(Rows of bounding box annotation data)
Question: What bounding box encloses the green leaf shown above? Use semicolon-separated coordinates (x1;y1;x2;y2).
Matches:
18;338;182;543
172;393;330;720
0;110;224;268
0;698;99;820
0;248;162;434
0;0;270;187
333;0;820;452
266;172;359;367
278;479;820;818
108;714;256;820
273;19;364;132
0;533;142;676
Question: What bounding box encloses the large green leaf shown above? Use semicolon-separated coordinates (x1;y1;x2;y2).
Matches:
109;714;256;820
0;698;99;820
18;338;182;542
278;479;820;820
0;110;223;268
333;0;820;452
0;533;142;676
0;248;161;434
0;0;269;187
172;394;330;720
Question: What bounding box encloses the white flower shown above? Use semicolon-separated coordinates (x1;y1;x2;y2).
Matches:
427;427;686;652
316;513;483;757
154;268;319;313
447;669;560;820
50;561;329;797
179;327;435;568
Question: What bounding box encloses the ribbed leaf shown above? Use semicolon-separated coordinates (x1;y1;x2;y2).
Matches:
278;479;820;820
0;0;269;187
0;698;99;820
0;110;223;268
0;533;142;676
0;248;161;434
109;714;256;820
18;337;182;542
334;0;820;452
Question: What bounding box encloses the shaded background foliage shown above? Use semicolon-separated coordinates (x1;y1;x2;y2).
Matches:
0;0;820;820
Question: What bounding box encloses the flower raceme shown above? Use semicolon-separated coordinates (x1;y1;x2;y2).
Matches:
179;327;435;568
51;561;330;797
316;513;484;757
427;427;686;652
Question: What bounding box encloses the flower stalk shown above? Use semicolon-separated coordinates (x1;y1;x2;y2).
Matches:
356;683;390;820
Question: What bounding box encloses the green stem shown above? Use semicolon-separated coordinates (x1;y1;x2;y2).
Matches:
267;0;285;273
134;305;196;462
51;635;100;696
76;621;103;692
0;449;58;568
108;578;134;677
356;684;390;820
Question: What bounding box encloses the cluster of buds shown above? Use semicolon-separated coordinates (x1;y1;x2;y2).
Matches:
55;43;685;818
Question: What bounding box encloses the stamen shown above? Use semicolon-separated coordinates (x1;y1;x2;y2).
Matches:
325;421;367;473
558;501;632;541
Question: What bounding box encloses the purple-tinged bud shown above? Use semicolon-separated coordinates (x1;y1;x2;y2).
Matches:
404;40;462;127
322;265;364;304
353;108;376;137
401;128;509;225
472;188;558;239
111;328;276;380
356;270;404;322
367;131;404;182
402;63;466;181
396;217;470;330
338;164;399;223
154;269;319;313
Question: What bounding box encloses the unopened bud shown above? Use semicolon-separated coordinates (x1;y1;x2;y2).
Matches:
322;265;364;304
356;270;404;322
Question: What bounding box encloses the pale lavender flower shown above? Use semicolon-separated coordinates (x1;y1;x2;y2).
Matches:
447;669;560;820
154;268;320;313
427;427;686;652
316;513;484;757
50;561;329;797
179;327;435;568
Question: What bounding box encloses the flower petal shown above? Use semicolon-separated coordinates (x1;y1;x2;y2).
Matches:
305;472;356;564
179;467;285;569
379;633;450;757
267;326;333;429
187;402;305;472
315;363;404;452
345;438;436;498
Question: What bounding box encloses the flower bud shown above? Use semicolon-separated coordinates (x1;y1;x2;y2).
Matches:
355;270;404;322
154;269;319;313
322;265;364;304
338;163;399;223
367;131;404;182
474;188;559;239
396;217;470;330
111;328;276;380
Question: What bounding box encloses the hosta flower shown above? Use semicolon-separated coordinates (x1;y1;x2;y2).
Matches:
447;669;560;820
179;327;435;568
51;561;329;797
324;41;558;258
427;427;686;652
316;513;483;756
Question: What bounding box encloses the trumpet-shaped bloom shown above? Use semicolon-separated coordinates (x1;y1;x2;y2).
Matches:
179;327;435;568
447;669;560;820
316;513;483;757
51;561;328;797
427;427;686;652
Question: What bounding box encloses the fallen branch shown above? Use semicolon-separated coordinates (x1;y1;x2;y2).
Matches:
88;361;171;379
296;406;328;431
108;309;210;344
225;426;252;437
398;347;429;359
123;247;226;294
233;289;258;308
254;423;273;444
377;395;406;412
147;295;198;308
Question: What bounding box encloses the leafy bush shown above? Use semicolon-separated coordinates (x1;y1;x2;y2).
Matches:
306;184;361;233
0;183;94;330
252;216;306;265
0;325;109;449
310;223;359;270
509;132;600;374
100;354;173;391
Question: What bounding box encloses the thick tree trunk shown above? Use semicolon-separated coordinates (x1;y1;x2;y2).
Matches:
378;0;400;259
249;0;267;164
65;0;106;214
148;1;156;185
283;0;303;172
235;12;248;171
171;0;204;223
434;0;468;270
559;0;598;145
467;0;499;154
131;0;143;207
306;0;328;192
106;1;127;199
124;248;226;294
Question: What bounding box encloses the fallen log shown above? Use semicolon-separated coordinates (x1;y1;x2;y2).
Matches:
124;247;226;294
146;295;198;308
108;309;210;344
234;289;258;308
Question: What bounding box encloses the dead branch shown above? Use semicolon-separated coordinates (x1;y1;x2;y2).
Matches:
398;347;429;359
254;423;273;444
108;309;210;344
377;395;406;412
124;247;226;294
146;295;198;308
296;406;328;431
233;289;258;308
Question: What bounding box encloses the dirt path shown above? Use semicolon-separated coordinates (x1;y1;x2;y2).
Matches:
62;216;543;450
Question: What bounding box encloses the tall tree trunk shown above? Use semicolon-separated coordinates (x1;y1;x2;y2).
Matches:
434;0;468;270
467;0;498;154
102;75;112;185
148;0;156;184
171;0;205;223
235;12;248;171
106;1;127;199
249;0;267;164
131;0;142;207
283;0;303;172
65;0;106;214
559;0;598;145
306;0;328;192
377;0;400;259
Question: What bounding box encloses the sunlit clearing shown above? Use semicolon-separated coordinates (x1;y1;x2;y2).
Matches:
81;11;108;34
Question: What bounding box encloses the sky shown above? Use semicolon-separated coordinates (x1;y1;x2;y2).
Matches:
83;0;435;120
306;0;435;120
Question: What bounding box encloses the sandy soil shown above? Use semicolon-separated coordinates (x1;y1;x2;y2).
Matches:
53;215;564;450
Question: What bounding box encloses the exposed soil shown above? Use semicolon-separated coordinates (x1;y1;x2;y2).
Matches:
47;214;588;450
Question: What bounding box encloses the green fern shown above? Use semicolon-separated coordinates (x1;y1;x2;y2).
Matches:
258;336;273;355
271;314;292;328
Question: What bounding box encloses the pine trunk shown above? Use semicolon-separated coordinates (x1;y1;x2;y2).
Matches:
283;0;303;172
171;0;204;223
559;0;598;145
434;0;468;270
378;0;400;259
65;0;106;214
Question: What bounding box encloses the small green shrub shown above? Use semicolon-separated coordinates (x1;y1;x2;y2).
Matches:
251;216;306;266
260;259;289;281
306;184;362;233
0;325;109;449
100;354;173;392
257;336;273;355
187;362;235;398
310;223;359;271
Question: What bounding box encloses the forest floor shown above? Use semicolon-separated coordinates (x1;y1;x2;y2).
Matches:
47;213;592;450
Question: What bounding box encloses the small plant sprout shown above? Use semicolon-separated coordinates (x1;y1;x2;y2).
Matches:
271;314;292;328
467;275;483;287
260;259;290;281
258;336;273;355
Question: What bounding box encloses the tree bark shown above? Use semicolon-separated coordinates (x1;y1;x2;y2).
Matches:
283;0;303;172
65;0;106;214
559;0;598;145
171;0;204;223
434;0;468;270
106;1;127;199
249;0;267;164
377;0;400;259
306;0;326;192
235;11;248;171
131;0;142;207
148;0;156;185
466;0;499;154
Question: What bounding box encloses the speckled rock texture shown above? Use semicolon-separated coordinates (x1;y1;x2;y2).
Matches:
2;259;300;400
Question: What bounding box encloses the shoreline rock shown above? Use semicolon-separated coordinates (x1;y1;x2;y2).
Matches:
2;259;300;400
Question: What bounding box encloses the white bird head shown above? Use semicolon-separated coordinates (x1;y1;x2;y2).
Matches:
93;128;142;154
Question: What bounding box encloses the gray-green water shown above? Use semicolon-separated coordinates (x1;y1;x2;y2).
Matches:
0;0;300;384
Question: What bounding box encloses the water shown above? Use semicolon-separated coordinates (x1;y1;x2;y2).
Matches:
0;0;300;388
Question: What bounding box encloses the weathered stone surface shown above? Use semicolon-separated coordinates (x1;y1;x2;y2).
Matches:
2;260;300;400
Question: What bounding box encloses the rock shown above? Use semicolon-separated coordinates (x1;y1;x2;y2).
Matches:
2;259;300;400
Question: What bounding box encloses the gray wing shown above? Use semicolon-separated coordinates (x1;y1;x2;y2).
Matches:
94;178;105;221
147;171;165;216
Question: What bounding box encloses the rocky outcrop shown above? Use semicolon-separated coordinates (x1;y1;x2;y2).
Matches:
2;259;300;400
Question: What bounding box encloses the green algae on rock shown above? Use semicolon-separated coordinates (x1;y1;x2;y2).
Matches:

◆ **Aim of the exercise**: Can you copy the records above word for word, starting at the line that contains "Question: What bounding box encloses the weathered" and stopping after the last line of the records?

◆ **Response to the task**:
Question: What bounding box encloses the weathered stone surface shown above? Use semicolon-separated coordinates (x1;y1;x2;y2).
Matches:
2;260;300;400
Question: What bounding box encloses the rock shown above? Use semicolon-separated coordinates (x1;y1;x2;y2).
Matches:
2;259;300;400
Question: What bounding box encloses the gray wing shown above? Use semicolon-separated coordinates (x1;y1;x2;y2).
Matches:
94;178;105;221
147;171;165;216
Question: What bounding box encloses the rocky outcrop shown above? Use semicolon-separated coordinates (x1;y1;x2;y2).
Matches:
2;259;300;400
Question: What bounding box encloses the green algae on rock shown above? Use semicolon-separated coordinates (x1;y1;x2;y2).
Matches:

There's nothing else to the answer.